PROMPT A: Output the passage on Roman itineraria word for word, everything from "An itinerarium (plural: itineraria)" down to "the described route.".
PROMPT B: Write the next part of the passage on Roman itineraria, picking up after its final sentence.

PROVIDED TEXT:
################
An itinerarium (plural: itineraria) was an ancient Roman travel guide in the form of a listing of cities, villages (vici) and other stops on the way, including the distances between each stop and the next. Surviving examples include the Antonine Itinerary and the Bordeaux Itinerary. The term later evolved to take on broader meanings (see later meanings below).

These text-based route descriptions were complemented by physical markers on the ground, such as the miliarium, or Roman milestone, which confirmed distances along the described route.

==Ancient practice==
The Romans, and ancient travellers in general, did not use maps. While illustrated maps existed as specialty items, they were hard to copy and not in general use. Using the Roman roads, however, the traveller needed some idea of where they were going, how to get there, and how long it would take. The itinerarium filled this need. In origin, it was simply a list of cities along a road: "at their most basic, itineraria involve the transposition of information given on milestones, which were an integral feature of the major Roman roads, to a written script."

It was only a short step from lists to a master list. To organize the lists, authors diagrammed parallel lines to show the branches of the roads. Parts of these were copied and sold on the streets: the very best featured symbols for cities, way stations, watercourses, and so on. The maps did not depict landforms, but they served as simple schematics for the user.
################
DATA RECORDS:
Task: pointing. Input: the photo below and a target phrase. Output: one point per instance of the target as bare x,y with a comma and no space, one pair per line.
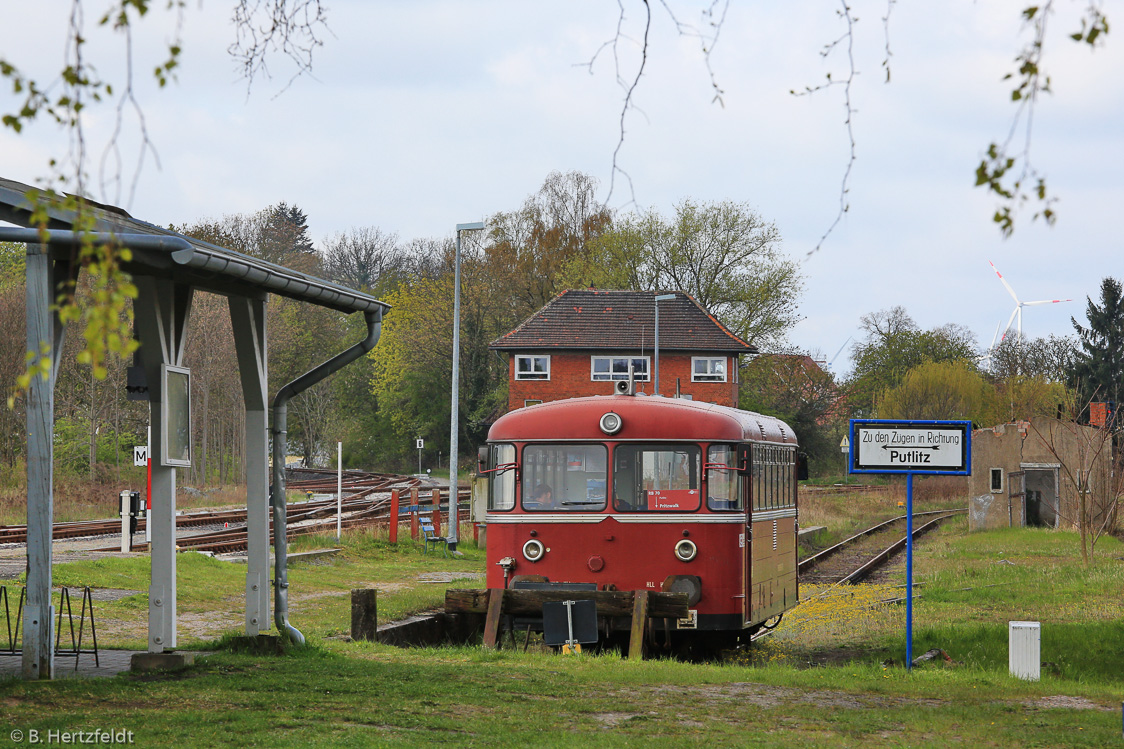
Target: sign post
911,448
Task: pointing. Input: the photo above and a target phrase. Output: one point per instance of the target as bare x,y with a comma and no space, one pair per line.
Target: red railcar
649,493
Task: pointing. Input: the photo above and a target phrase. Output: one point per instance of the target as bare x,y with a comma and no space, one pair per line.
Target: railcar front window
722,483
662,478
564,477
501,483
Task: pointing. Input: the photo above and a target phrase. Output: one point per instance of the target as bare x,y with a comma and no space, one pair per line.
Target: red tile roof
589,318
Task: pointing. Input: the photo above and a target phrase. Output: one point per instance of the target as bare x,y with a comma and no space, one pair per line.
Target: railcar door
746,489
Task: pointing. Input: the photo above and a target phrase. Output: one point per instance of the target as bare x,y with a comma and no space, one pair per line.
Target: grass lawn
830,676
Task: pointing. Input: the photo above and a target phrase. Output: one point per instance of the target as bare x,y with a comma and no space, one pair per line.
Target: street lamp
662,297
455,417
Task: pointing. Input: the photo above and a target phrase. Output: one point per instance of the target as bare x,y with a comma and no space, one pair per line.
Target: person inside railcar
542,497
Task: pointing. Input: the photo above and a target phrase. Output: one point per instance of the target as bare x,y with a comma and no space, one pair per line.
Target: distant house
1023,474
582,341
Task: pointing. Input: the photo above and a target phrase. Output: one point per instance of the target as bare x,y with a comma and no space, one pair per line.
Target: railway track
857,558
359,486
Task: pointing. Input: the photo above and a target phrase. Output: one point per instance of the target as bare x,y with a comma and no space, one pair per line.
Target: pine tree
1098,371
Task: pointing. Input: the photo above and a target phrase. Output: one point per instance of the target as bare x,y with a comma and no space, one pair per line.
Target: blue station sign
911,447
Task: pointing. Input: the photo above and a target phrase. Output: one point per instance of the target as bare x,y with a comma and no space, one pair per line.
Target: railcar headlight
612,423
533,550
686,550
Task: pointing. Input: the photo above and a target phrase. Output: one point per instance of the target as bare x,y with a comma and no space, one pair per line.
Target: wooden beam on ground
640,624
529,603
495,608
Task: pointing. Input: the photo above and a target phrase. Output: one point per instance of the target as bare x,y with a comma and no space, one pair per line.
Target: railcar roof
644,417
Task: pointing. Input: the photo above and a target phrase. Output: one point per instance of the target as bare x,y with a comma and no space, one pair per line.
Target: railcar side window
650,478
501,484
773,478
564,477
722,483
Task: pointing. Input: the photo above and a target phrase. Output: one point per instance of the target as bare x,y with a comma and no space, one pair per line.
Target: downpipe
281,449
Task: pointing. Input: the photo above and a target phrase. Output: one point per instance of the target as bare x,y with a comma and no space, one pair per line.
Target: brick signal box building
583,341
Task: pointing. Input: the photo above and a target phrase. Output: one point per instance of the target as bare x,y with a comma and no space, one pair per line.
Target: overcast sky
420,115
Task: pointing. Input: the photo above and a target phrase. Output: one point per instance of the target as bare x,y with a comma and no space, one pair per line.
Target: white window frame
532,373
709,377
610,376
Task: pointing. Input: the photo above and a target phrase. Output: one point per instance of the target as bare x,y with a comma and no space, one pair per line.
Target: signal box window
662,478
564,477
616,368
501,483
532,368
722,478
708,369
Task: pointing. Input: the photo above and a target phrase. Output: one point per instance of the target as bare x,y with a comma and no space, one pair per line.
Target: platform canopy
204,265
168,269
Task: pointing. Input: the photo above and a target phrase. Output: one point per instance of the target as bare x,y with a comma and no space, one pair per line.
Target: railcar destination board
904,447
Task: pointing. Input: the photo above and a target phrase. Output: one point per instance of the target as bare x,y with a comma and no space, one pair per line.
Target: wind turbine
1020,305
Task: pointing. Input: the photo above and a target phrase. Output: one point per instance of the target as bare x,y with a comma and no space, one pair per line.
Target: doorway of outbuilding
1042,497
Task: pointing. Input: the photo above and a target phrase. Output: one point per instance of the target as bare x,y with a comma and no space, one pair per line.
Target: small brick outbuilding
585,340
1026,472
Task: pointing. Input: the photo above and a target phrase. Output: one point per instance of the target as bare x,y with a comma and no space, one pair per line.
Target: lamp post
455,417
659,298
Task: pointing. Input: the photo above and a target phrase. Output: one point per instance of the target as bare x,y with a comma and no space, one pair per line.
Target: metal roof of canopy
197,263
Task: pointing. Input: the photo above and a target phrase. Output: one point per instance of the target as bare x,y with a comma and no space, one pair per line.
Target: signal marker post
909,448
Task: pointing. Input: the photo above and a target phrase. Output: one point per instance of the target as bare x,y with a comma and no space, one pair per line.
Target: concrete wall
1041,444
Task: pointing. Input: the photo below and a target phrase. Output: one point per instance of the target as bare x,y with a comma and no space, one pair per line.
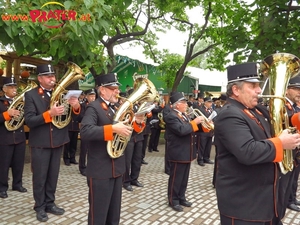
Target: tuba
73,74
144,91
278,69
196,112
18,104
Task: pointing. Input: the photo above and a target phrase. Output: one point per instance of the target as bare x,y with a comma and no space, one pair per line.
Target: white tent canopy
208,77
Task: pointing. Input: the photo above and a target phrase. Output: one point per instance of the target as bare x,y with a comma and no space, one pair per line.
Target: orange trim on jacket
47,117
76,112
108,133
295,120
194,125
138,127
6,116
278,148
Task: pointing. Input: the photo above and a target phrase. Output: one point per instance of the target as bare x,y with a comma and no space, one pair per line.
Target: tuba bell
144,91
278,69
73,74
18,103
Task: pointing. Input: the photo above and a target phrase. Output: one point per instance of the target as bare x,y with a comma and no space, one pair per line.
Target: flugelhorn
278,69
18,104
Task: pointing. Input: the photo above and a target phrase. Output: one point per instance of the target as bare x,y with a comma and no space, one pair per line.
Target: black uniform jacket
96,129
247,175
9,137
180,137
294,121
43,134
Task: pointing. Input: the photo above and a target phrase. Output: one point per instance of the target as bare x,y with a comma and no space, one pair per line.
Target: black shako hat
294,82
177,96
248,72
45,70
207,99
90,92
109,79
9,81
223,97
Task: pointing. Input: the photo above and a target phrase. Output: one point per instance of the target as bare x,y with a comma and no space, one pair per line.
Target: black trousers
294,181
233,221
154,139
83,155
133,157
204,143
71,147
284,192
167,161
45,163
104,201
12,156
178,180
145,143
215,167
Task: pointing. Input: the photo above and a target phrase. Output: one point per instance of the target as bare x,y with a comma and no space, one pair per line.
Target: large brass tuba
73,74
206,123
279,68
18,103
144,91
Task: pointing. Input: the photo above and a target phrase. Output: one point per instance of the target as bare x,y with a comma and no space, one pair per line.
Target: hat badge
50,70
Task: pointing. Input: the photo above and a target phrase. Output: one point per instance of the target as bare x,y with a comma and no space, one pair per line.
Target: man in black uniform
104,174
90,97
155,128
204,139
181,149
247,171
13,143
133,153
46,141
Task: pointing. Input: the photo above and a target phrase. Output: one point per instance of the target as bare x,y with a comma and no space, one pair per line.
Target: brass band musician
13,143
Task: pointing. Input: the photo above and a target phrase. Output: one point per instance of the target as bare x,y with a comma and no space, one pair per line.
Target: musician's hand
13,112
289,141
122,128
56,110
139,118
73,101
199,119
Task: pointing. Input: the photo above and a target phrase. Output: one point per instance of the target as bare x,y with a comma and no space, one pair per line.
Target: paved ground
147,205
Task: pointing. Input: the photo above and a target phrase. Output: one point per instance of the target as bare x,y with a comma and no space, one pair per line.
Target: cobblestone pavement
147,205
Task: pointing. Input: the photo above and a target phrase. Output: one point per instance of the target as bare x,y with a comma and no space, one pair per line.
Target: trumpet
206,123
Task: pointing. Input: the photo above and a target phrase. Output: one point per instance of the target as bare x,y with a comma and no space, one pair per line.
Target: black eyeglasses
112,88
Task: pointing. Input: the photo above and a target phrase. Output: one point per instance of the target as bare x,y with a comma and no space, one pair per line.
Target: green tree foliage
89,42
209,29
251,31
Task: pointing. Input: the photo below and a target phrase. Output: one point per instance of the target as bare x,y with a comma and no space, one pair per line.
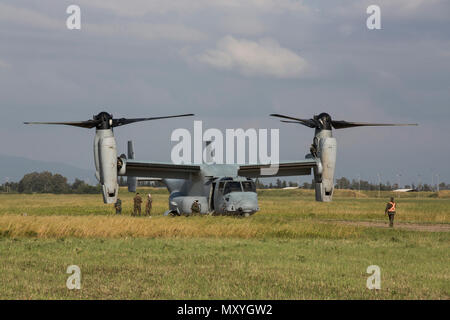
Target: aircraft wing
160,170
297,168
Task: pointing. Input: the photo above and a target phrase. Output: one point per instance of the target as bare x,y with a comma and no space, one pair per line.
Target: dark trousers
391,219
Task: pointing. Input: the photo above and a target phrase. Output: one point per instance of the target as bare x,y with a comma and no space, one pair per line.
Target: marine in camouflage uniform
118,206
148,205
196,207
390,211
137,205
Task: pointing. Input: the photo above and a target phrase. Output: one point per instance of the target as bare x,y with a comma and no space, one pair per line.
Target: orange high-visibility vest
392,208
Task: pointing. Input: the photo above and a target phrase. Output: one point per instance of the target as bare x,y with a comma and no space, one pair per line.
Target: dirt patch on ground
399,225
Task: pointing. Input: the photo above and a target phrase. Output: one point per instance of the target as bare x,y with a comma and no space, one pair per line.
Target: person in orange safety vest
390,211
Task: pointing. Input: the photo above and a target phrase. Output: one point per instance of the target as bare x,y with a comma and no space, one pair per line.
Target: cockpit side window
232,186
248,186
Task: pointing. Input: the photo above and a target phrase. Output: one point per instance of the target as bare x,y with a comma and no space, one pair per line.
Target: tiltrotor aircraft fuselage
222,189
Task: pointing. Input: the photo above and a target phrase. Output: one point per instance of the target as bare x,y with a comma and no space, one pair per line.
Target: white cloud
263,58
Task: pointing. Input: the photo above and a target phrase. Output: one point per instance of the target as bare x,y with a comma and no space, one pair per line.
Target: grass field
294,248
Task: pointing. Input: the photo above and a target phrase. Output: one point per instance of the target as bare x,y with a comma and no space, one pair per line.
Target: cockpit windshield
248,186
236,186
232,186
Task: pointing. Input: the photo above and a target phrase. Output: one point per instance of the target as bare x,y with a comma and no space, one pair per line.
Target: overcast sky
232,63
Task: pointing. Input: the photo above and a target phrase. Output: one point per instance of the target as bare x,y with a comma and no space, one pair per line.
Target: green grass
285,251
225,268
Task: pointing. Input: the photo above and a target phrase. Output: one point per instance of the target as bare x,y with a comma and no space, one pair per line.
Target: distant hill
16,167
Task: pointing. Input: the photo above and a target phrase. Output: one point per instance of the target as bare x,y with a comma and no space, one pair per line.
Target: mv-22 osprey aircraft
221,189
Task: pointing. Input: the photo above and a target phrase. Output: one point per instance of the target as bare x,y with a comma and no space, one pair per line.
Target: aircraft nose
243,202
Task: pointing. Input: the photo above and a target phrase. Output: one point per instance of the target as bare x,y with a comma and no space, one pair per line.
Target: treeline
354,184
46,182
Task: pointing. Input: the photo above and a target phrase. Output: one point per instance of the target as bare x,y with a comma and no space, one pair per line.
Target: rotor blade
83,124
345,124
307,122
287,121
124,121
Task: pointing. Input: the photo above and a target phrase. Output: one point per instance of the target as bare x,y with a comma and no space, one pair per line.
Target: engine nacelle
325,182
105,155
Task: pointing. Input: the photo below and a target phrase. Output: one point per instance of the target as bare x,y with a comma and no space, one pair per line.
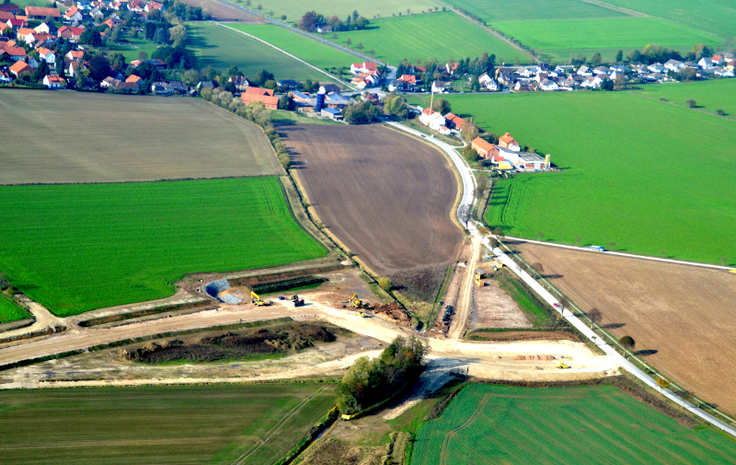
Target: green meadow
652,177
75,248
220,47
313,52
417,38
499,10
229,423
575,425
561,38
711,95
714,16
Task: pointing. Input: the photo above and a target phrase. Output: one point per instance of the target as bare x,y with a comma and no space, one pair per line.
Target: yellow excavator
356,302
256,300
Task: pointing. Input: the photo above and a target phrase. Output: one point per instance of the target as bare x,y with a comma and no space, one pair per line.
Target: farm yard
176,424
562,38
313,52
444,36
651,192
385,195
221,11
163,138
295,9
220,48
575,425
681,317
111,244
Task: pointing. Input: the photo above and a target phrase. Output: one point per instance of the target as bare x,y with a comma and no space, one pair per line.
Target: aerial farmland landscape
394,232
################
EXERCISE RESULT A:
An itinerarium (plural: itineraria) was an ancient Roman travel guide in the form of a listing of cities, villages (vici) and other stops on the way, including the distances between each stop and the next. Surviving examples include the Antonine Itinerary and the Bordeaux Itinerary. The term later evolved to take on broader meanings (see later meanings below).

These text-based route descriptions were complemented by physical markers on the ground, such as the miliarium, or Roman milestone, which confirmed distances along the described route.

EXERCISE RESULT B:
The government, from time to time, undertook to produce a master itinerary of all Roman roads. Julius Caesar and Mark Antony commissioned the first known such effort in 44 BCE. Zenodoxus, Theodotus of Byzantium, and Polykleitos the Younger, three Greek geographers, were hired to survey the system and compile a master itinerary. This task required over 25 years. The result was a stone-engraved master itinerarium set up near the Pantheon, from which travellers and itinerary sellers could make copies.

==Vicarello cups==
Archaeology has turned up some itinerary material in unexpected places. The four Vicarello Cups, made of silver and dated to 1st century AD, were found in 1852 by workmen excavating a foundation at Vicarello (near Bracciano), 37 km northwest of Rome. They are engraved with the names and distances of 104 stations on the road between Gades (modern-day Cádiz) and Rome, covering in total a distance of 1,840 Roman miles (2,723.2 km). Believed to be a votive offering by merchants travelling from Gades to Rome, the inscription is a valuable source of information about the road network at the time, and scholars refer to this artefact as the Itinerarium Gaditanum. Similarly, the Itinerarium Burdigalense (Bordeaux Itinerary) is a description of a route taken by a pilgrim from Bordeaux in France to the Holy Land in AD 333.

==Later meanings==
The term changed meaning over the centuries. For example, the Itinerarium Alexandri is a list of the conquests of Alexander the Great. In the medieval period, the term was applied to guide-books written by travelers, most of which were accounts of pilgrimages to the Holy Land.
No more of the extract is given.